Problem to work on: Nothing but an exact copy of the records is expected here.

----------

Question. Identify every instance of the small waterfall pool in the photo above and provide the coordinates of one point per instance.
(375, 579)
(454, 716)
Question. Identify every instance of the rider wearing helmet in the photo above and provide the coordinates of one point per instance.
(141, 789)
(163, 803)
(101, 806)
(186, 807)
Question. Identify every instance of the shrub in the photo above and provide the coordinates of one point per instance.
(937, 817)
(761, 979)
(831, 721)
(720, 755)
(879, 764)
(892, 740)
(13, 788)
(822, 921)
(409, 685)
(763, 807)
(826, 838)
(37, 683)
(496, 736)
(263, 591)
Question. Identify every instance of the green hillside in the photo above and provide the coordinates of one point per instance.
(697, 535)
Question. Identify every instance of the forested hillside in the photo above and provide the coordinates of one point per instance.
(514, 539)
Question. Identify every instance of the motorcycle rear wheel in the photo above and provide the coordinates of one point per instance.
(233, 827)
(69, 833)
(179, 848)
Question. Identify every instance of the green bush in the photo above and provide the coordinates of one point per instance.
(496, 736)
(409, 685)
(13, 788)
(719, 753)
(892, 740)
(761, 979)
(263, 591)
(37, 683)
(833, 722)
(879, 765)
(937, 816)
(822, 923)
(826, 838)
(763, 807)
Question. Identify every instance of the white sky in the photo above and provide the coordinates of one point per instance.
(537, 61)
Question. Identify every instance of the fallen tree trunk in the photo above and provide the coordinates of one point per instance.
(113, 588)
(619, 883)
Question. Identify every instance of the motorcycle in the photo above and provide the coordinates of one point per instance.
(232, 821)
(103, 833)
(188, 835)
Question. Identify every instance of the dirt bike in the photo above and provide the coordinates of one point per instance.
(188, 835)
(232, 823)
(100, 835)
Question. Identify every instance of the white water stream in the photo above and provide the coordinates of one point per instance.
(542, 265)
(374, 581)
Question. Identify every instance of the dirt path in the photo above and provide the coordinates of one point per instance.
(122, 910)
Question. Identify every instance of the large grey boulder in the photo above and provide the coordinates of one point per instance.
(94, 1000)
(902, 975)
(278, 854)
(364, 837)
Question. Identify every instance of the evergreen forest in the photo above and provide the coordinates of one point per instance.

----------

Answer:
Question. Identify every instance of the small waterfall pool in the photo above and provide the coordinates of one point per instance.
(375, 579)
(454, 716)
Question. Identify every instance of the rider wearing helmet in the photo above and provide the coordinates of one point per instance.
(141, 789)
(163, 803)
(101, 806)
(186, 807)
Question. Identify every instance of the shrub in the photo above and provide the coordinates of one point per instance.
(937, 817)
(761, 979)
(831, 721)
(720, 755)
(879, 764)
(892, 740)
(13, 788)
(822, 921)
(409, 685)
(763, 807)
(826, 838)
(37, 683)
(496, 736)
(263, 591)
Question. Identify every instance of the green hillside in the photo above and provide the coordinates of one point per instance.
(697, 535)
Question. Identify every instance of the forested hillside in the photo above and provide the coordinates of one point per instance.
(514, 539)
Question. Identify every instance of the motorcycle rear wheel in the photo above and provide the coordinates of one point per instance.
(233, 827)
(69, 833)
(179, 848)
Question. Identify every instance of the green bush in the photo above and provide the coordinates of one point per instance.
(496, 736)
(409, 685)
(13, 788)
(719, 753)
(892, 740)
(761, 979)
(263, 591)
(37, 683)
(833, 722)
(879, 765)
(937, 816)
(822, 923)
(826, 838)
(763, 807)
Question. Identify every instance of the white sky in the photo above and provide the coordinates of one point per instance.
(537, 61)
Question. Identify every instance of the fallen tree trunk in the photo above and provide the coordinates of one point per instance.
(113, 588)
(619, 883)
Question. Identify every instance of the motorcycle in the photo above and provide the coordinates of one point per instance.
(232, 821)
(103, 833)
(188, 835)
Question. Identify every instance of the dirt bike in the photo above and provide the coordinates of one point per instance.
(188, 835)
(232, 823)
(100, 835)
Question. Identify every instance of the white water stream in the photo above and provide the coordinates of one point per instance.
(542, 265)
(374, 581)
Question. Identify every instance of the dirt path in the photo above and provide the coordinates of one point per instance.
(122, 910)
Question. Identify every instance of the large grey boulder in the photo above and provide the coordinates of one point per instance.
(94, 1000)
(902, 975)
(278, 854)
(364, 837)
Question. Identify every instance of the evergreen forest in the photo above and provide the coordinates of one point per instance.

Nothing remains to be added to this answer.